▸ Provided entries:
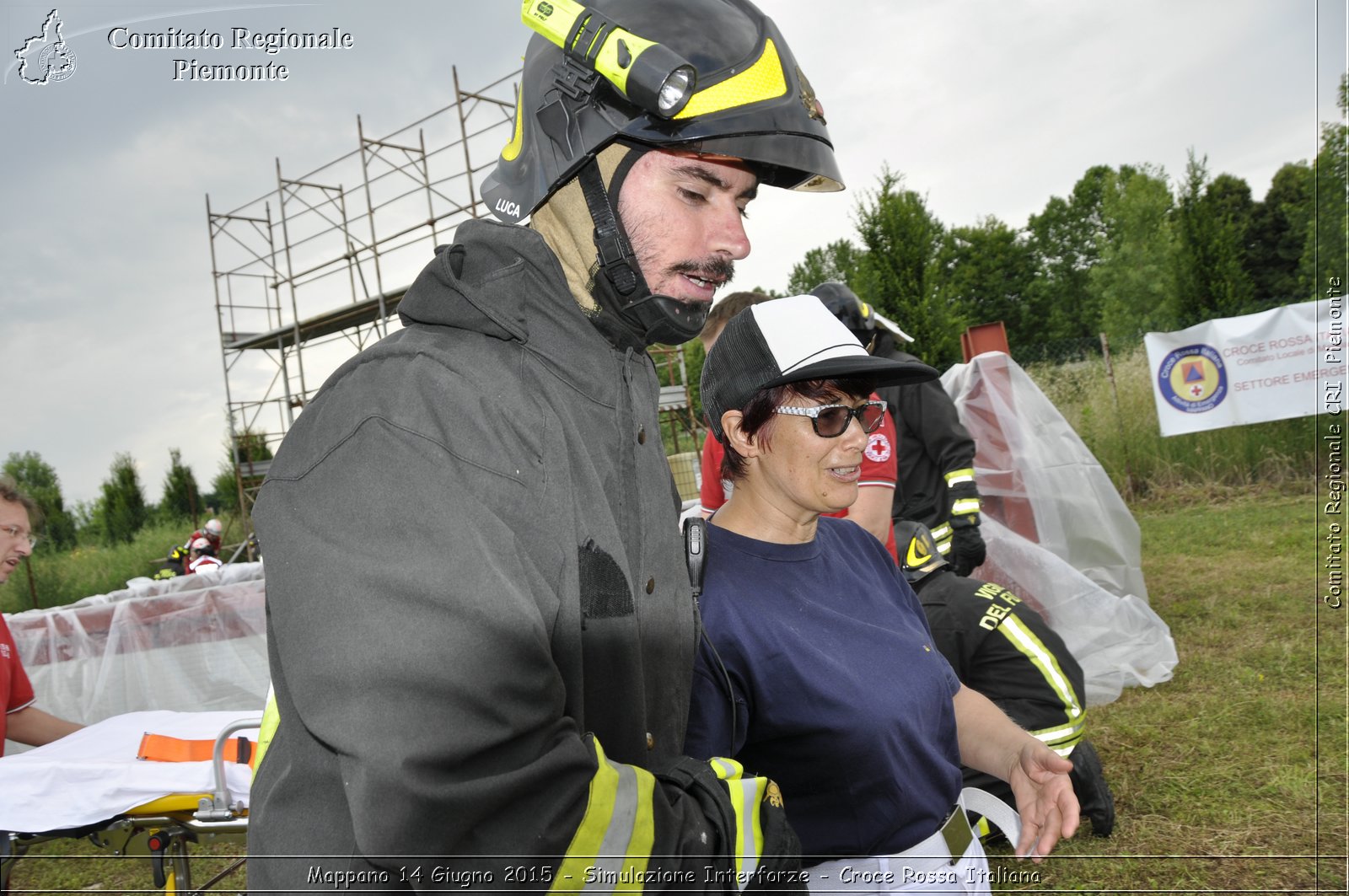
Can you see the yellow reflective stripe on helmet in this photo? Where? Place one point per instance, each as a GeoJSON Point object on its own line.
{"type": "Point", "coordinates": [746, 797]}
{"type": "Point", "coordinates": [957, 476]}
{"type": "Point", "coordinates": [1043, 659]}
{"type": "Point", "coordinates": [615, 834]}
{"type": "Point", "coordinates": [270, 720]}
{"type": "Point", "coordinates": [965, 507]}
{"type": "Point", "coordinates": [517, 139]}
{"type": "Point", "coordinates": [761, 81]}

---

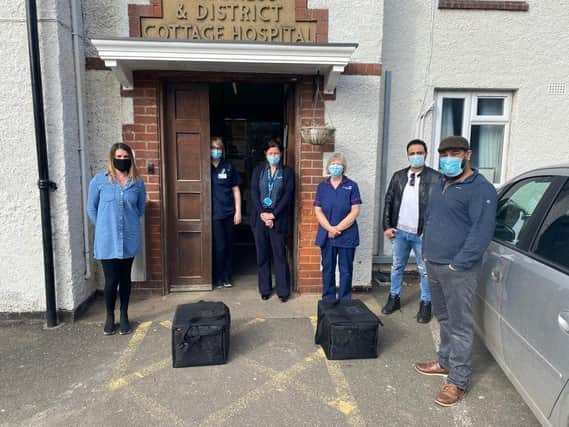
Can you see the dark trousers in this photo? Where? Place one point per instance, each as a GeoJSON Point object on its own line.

---

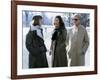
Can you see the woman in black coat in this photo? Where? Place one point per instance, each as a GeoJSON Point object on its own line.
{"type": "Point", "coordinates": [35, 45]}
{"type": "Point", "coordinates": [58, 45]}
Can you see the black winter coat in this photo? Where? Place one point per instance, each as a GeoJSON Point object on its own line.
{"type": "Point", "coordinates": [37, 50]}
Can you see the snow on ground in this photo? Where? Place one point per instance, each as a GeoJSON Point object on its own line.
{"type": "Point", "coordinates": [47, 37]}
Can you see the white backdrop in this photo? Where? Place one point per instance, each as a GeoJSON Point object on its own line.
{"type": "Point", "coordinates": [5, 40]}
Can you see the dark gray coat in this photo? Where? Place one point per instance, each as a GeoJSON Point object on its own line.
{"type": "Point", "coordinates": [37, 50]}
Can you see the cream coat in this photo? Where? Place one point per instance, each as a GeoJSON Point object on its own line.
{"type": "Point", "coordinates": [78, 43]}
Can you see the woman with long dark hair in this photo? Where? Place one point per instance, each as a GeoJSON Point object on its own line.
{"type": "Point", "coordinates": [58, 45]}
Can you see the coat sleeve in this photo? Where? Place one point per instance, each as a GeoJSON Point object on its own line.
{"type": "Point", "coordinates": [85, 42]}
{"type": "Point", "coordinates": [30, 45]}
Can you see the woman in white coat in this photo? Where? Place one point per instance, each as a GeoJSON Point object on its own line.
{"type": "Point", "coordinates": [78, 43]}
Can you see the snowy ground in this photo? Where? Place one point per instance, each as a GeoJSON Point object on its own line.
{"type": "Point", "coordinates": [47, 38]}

▸ What is required: List every line of the records that contains the word "dark", matching its case exactly.

▸ Response for this exercise:
Can you see the dark trousers in this photo? Where? Place one point per instance, each as a GeoJSON Point object on its own line.
Can you see the dark gray coat in this photo? Where? Place one point per instance, each as a GeoJSON Point object on its own line.
Can you see the woman with long dark hair in this photo? Where? Place one point per instance, each as a GeoJSON Point object on its own line.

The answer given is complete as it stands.